DATASET EXTRACT:
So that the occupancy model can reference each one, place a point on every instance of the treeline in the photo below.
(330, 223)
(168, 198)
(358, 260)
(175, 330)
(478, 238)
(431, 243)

WHAT THE EXERCISE ASKS: Would you print each line of the listing again, unaltered?

WRITTEN REPLY:
So that the occupancy model can reference each one, place a point on every instance of the treeline in the photo below.
(330, 223)
(168, 198)
(358, 260)
(175, 330)
(478, 238)
(431, 243)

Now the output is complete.